From the records that follow, copy every line in which "below" appears.

╭─ Dataset excerpts

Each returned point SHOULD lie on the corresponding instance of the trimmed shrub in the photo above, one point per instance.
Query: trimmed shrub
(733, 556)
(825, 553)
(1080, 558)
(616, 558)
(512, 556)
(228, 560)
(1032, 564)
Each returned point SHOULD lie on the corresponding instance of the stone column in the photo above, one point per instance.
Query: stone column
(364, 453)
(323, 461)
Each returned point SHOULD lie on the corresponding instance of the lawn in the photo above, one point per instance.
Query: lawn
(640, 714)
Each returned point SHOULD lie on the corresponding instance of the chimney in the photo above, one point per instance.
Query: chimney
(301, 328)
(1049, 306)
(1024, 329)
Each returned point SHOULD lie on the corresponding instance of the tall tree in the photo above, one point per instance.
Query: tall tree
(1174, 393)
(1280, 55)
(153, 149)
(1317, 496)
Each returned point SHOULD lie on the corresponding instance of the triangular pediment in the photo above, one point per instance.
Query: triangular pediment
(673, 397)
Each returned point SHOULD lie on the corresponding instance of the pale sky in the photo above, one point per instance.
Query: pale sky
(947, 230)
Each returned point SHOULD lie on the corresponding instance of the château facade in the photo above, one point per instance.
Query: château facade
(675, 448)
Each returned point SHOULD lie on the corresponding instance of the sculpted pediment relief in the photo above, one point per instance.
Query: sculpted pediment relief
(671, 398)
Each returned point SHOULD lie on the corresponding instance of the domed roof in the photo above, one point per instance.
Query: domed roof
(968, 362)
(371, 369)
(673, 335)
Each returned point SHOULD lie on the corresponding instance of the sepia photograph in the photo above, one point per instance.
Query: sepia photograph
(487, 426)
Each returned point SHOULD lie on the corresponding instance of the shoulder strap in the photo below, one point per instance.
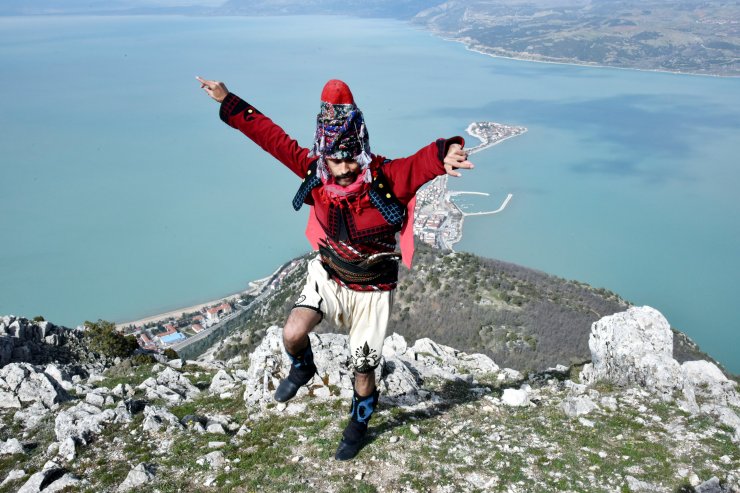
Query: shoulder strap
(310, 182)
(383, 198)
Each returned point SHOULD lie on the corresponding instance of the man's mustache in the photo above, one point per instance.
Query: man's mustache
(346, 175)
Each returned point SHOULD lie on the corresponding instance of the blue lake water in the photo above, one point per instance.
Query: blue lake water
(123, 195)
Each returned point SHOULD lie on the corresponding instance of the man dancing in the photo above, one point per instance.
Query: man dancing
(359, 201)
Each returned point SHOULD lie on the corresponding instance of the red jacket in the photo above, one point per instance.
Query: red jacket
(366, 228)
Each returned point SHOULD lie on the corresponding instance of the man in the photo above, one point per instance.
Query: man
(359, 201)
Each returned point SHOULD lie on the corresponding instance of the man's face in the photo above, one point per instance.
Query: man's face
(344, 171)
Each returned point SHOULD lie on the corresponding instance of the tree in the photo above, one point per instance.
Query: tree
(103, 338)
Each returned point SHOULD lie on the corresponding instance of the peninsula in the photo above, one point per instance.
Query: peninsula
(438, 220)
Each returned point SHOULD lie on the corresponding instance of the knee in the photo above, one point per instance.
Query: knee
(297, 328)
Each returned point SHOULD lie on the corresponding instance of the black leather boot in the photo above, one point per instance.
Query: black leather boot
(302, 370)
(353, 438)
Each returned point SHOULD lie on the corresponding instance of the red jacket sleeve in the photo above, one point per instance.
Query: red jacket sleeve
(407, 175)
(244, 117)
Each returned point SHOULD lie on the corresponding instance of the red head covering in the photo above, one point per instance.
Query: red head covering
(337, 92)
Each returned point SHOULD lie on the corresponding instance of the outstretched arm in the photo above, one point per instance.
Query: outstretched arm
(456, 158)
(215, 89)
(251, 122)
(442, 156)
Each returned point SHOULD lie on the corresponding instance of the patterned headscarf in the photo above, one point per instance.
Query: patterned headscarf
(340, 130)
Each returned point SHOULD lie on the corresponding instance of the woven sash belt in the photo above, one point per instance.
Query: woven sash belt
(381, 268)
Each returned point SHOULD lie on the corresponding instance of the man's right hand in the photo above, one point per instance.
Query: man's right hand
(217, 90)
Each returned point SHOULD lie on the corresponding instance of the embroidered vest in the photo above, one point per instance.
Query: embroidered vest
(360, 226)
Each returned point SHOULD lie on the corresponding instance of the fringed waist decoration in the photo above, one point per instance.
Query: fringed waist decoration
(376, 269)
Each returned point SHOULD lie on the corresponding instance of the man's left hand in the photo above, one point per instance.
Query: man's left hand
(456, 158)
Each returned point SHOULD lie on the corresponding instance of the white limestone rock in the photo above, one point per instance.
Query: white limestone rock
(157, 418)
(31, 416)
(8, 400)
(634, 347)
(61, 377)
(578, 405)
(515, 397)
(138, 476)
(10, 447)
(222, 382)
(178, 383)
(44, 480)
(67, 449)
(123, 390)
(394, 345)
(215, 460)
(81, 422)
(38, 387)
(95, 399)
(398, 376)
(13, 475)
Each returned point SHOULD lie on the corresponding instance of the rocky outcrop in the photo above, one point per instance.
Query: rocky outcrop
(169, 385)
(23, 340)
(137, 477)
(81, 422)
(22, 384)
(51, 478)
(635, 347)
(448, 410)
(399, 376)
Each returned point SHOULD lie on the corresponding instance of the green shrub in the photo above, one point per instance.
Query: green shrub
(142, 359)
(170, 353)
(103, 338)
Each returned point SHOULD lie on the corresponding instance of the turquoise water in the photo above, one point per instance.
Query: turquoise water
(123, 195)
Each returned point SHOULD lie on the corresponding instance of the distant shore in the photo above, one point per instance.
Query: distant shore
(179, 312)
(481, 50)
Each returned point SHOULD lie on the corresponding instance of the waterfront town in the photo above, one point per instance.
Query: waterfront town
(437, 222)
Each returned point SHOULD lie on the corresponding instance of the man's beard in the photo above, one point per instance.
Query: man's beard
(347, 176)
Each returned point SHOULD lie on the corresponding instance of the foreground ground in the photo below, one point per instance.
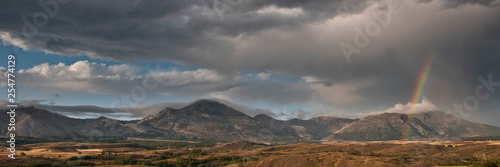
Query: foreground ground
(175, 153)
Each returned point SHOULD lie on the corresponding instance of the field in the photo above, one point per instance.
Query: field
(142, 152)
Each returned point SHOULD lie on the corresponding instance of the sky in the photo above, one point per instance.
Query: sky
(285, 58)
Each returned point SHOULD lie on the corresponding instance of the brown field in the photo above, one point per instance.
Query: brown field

╰─
╭─ Dataset excerpts

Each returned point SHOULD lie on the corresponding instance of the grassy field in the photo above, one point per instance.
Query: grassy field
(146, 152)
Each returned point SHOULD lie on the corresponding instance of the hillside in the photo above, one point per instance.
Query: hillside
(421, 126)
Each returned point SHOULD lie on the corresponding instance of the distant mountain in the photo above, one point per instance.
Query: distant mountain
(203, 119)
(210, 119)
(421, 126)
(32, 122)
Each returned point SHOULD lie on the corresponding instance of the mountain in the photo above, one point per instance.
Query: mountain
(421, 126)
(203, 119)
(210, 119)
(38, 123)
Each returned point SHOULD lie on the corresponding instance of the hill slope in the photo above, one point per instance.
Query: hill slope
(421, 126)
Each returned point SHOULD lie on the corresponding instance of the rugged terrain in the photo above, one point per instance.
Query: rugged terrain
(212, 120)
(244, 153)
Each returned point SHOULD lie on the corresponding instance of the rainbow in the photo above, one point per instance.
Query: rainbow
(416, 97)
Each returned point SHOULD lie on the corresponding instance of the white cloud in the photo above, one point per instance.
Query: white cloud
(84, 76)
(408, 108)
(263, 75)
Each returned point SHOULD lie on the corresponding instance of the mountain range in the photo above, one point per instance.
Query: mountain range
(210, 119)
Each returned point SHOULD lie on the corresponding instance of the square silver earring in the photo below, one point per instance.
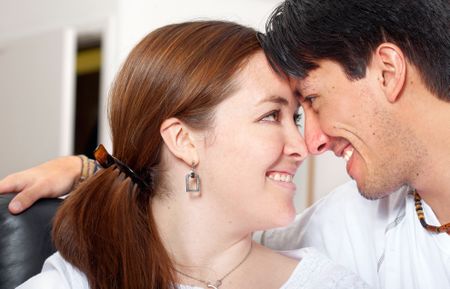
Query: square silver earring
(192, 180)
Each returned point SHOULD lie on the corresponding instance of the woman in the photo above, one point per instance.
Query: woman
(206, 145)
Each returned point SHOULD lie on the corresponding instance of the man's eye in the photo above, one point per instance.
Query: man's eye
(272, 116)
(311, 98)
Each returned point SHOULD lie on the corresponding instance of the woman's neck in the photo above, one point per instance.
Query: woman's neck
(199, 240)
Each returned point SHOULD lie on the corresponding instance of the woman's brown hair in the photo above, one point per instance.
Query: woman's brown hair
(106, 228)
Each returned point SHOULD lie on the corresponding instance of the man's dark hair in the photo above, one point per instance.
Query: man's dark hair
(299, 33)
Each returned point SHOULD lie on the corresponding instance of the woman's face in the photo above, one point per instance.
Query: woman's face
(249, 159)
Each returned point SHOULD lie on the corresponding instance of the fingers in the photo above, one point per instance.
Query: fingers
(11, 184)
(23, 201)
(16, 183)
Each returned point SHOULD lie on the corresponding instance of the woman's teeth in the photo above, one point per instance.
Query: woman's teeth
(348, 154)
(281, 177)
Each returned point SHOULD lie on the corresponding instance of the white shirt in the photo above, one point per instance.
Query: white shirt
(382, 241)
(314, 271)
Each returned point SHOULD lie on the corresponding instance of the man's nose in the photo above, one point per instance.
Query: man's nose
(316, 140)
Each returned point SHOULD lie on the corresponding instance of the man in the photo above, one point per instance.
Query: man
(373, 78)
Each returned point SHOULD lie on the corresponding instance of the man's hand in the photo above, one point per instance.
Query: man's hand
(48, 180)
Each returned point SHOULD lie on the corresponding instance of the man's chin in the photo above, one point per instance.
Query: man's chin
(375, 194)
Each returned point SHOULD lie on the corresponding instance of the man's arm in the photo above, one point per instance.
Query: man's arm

╰─

**Written solution**.
Each returned point SHOULD lie on the corresponding instance of the shoulder strap in the photo below, one point per instance.
Each returned point SHOULD lie on the corresponding instance of the foreground ground in the photo below, one point per instance.
Each returned point SHOULD lie on the corresponding instance of the square silver earring in the photo below, one point per instance.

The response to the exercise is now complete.